→ **EXCERPT TO READ**:
====================
Markdown2Office

A Java SDK for converting Markdown documents to various office formats including Word, Excel, PDF, and more.

Features

Convert Markdown to multiple formats:
- Word (DOCX)
- Excel (XLSX)
- PDF
- Plain Text (TXT)
- Markdown (MD)
Preserve Markdown structure and formatting
Support for tables, lists, code blocks, and more
Easy-to-use API
Command-line interface

Installation

Maven

<dependency>
    <groupId>io.github.twwch</groupId>
    <artifactId>markdown2office</artifactId>
    <version>1.0.16</version>
</dependency>

Gradle

implementation 'io.github.twwch:markdown2office:1.0.16'

Usage

Basic Usage

import io.github.twwch.markdown2office.Markdown2Office;
import io.github.twwch.markdown2office.model.FileType;

public class Example {
    public static void main(String[] args) throws IOException {
        Markdown2Office converter = new Markdown2Office();
        
        String markdown = "# Hello World\n\nThis is **bold** text.";
        
        // Convert to Word
        converter.convert(markdown, FileType.WORD, "output.docx");
        
        // Convert to PDF
        converter.convert(markdown, FileType.PDF, "output.pdf");
        
        // Convert to Excel
        converter.convert(markdown, FileType.EXCEL, "output.xlsx");
    }
}

Convert Files

// Convert markdown file to Word
converter.convertFile("input.md", FileType.WORD, "output.docx");

// Auto-detect output format from file extension
converter.convertFile("input.md", "output.pdf");

Stream Output

// Write to OutputStream
try (FileOutputStream fos = new FileOutputStream("output.docx")) {
    converter.convert(markdown, FileType.WORD, fos);
}

// Get as byte array
byte[] pdfBytes = converter.convertToBytes(markdown, FileType.PDF);

Command Line

java -jar markdown2office.jar input.md output.docx

Supported Markdown Features

Headings (H1-H6)
====================
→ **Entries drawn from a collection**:
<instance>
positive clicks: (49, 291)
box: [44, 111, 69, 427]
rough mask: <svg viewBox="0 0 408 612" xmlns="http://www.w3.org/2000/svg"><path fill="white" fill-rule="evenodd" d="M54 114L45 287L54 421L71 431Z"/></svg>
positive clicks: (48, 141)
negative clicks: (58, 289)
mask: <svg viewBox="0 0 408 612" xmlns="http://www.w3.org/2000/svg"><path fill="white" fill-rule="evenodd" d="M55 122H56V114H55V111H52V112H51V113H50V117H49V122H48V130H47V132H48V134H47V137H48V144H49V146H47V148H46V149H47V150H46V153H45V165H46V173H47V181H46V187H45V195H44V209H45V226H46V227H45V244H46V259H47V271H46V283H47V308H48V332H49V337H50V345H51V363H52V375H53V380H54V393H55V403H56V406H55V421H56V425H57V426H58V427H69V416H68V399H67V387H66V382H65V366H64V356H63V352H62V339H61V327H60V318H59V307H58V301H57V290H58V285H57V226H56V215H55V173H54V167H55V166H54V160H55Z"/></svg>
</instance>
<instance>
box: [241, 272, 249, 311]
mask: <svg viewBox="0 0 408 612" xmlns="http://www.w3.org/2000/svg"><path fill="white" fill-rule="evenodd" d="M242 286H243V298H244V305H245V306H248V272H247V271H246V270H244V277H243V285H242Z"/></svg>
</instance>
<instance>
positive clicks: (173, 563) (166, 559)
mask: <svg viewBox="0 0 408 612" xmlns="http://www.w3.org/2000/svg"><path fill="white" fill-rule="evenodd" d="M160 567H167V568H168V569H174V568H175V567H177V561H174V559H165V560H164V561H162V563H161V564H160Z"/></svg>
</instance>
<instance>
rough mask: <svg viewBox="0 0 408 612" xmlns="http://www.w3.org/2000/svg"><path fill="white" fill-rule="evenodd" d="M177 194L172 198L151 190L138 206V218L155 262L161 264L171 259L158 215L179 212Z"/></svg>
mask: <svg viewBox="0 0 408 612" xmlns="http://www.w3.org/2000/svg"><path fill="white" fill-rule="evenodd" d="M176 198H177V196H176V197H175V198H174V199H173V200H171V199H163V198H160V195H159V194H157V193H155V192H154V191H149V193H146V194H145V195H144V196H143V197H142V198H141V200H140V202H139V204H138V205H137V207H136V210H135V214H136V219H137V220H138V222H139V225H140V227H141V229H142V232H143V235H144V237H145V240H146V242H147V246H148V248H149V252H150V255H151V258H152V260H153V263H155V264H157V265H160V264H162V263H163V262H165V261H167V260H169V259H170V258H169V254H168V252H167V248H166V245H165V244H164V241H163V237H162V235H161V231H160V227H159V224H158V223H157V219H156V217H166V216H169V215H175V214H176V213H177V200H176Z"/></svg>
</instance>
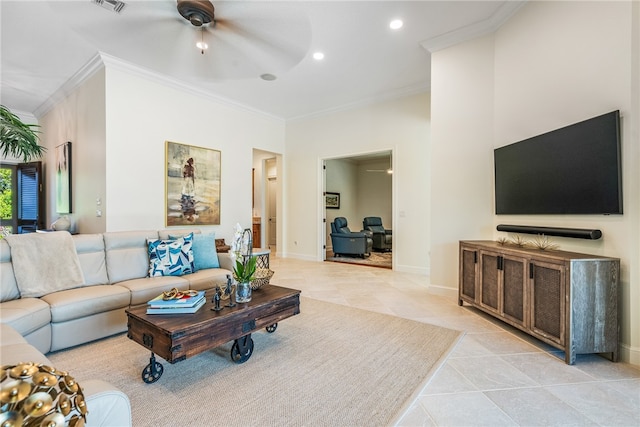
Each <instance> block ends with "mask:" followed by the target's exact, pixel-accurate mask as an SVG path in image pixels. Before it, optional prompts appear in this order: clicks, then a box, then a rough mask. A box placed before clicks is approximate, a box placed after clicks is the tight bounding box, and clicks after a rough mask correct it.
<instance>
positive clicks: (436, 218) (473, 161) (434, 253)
====================
→ **WHAT TO DO**: Reproduce the Markdown2Office README in full, keeping every line unchanged. The entries have no connection to the Markdown2Office README.

→ **RESPONSE AREA**:
Markdown2Office

A Java SDK for converting Markdown documents to various office formats including Word, Excel, PDF, and more.

Features

Convert Markdown to multiple formats:
- Word (DOCX)
- Excel (XLSX)
- PDF
- Plain Text (TXT)
- Markdown (MD)
Preserve Markdown structure and formatting
Support for tables, lists, code blocks, and more
Easy-to-use API
Command-line interface

Installation

Maven

<dependency>
    <groupId>io.github.twwch</groupId>
    <artifactId>markdown2office</artifactId>
    <version>1.0.16</version>
</dependency>

Gradle

implementation 'io.github.twwch:markdown2office:1.0.16'

Usage

Basic Usage

import io.github.twwch.markdown2office.Markdown2Office;
import io.github.twwch.markdown2office.model.FileType;

public class Example {
    public static void main(String[] args) throws IOException {
        Markdown2Office converter = new Markdown2Office();
        
        String markdown = "# Hello World\n\nThis is **bold** text.";
        
        // Convert to Word
        converter.convert(markdown, FileType.WORD, "output.docx");
        
        // Convert to PDF
        converter.convert(markdown, FileType.PDF, "output.pdf");
        
        // Convert to Excel
        converter.convert(markdown, FileType.EXCEL, "output.xlsx");
    }
}

Convert Files

// Convert markdown file to Word
converter.convertFile("input.md", FileType.WORD, "output.docx");

// Auto-detect output format from file extension
converter.convertFile("input.md", "output.pdf");

Stream Output

// Write to OutputStream
try (FileOutputStream fos = new FileOutputStream("output.docx")) {
    converter.convert(markdown, FileType.WORD, fos);
}

// Get as byte array
byte[] pdfBytes = converter.convertToBytes(markdown, FileType.PDF);

Command Line

java -jar markdown2office.jar input.md output.docx

Supported Markdown Features

Headings (H1-H6)